-- Data extracts follows --

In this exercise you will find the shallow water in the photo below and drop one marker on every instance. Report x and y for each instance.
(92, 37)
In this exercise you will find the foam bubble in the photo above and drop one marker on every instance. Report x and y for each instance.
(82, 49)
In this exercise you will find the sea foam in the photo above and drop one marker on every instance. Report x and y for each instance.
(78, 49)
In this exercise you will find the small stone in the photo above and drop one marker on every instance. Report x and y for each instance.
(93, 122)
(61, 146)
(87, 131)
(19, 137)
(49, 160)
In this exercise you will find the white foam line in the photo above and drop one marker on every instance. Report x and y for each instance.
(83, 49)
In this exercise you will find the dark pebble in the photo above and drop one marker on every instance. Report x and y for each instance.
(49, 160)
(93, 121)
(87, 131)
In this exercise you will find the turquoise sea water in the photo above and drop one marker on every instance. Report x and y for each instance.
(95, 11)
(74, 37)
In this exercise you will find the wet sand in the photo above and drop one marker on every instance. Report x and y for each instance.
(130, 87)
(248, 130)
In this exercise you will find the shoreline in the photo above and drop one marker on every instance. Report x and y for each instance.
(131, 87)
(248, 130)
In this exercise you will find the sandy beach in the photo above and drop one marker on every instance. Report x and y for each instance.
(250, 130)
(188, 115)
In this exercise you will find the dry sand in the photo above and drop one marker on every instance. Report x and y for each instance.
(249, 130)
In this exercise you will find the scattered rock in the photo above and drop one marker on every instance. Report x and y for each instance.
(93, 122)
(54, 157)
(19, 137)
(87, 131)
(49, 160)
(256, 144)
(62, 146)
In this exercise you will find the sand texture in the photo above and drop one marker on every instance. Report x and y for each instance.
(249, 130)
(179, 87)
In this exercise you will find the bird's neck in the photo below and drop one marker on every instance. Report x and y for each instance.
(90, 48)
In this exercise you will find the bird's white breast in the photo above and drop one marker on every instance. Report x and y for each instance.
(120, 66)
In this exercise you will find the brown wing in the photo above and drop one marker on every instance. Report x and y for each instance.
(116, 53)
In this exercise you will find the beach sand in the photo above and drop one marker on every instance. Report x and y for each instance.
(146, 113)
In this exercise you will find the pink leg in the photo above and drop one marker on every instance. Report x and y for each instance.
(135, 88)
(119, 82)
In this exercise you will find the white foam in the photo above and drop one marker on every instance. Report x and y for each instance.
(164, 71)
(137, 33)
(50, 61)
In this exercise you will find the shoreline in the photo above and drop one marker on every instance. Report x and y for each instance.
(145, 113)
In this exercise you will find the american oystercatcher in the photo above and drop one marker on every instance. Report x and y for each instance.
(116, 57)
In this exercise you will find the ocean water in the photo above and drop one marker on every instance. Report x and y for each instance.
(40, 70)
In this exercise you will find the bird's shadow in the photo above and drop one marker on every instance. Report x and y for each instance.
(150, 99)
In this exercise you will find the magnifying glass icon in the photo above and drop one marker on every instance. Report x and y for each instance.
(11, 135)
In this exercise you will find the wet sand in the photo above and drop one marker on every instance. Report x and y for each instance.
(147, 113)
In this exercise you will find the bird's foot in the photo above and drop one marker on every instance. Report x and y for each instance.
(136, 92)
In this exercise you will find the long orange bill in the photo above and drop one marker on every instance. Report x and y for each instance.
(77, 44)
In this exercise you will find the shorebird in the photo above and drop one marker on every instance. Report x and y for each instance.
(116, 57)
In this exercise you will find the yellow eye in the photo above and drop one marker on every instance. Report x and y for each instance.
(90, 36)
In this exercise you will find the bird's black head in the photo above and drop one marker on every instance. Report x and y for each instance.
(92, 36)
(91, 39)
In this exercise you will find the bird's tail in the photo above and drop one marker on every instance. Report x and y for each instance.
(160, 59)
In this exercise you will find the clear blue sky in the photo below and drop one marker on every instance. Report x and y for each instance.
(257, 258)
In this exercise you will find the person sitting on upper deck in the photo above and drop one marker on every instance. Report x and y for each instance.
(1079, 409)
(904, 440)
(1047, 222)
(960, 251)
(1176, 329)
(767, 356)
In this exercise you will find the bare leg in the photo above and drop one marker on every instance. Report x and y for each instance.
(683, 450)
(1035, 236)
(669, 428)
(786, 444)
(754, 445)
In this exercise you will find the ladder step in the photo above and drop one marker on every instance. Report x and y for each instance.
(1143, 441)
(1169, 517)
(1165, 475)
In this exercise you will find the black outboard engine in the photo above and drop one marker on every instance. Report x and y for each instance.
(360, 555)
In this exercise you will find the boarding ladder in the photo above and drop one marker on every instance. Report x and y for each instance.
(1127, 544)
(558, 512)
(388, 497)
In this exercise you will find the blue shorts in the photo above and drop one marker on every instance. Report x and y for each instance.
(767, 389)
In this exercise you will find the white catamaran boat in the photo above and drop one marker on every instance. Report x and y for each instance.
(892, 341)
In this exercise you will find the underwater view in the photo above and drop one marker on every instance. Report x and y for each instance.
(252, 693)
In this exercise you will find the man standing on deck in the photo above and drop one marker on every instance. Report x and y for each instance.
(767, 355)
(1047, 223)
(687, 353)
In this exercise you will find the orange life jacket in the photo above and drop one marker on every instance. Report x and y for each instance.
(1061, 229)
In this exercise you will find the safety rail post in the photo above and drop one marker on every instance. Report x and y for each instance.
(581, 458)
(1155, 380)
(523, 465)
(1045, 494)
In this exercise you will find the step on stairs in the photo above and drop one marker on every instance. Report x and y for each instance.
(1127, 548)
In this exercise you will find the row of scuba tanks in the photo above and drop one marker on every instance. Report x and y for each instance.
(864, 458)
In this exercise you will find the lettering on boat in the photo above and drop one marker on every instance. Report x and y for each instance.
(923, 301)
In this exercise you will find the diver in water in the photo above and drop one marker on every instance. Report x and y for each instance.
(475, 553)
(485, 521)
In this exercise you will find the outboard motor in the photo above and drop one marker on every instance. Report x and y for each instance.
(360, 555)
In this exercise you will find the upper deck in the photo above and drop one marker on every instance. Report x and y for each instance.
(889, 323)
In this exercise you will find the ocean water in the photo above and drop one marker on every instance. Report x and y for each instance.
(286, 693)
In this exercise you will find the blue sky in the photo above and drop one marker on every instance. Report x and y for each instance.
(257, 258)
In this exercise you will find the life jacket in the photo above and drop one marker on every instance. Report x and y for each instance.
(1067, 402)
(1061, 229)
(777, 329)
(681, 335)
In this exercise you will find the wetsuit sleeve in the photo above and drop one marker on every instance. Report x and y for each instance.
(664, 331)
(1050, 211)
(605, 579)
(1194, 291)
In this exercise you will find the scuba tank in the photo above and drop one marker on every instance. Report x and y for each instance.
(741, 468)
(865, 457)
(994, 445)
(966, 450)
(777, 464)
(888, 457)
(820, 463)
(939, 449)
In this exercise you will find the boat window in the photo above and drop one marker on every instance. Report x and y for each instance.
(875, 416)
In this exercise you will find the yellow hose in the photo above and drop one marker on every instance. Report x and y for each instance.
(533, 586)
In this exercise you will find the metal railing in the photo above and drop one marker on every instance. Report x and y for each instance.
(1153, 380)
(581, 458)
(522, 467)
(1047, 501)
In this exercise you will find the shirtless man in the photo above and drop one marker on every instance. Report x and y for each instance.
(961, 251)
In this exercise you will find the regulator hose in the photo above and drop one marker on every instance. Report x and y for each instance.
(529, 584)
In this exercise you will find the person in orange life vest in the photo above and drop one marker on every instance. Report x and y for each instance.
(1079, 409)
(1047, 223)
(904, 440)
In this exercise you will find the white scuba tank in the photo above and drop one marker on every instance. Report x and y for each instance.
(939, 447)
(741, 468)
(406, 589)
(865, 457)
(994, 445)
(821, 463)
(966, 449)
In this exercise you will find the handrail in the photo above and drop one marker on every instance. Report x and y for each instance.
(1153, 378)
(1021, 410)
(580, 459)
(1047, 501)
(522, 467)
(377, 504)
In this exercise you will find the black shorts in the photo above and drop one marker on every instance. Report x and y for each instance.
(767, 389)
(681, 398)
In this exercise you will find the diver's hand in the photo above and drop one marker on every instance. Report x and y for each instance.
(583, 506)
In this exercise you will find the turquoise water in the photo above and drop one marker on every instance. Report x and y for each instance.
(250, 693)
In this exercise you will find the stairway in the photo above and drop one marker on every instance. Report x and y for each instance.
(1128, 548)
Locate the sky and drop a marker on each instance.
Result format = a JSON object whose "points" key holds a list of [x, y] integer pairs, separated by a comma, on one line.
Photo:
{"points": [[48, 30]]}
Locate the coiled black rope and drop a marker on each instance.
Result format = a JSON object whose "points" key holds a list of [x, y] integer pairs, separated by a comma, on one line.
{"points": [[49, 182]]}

-- Data extracts concluded --

> Exercise
Lines in the entries above that hold "Locate" should be counted; give only that count.

> Solution for this exercise
2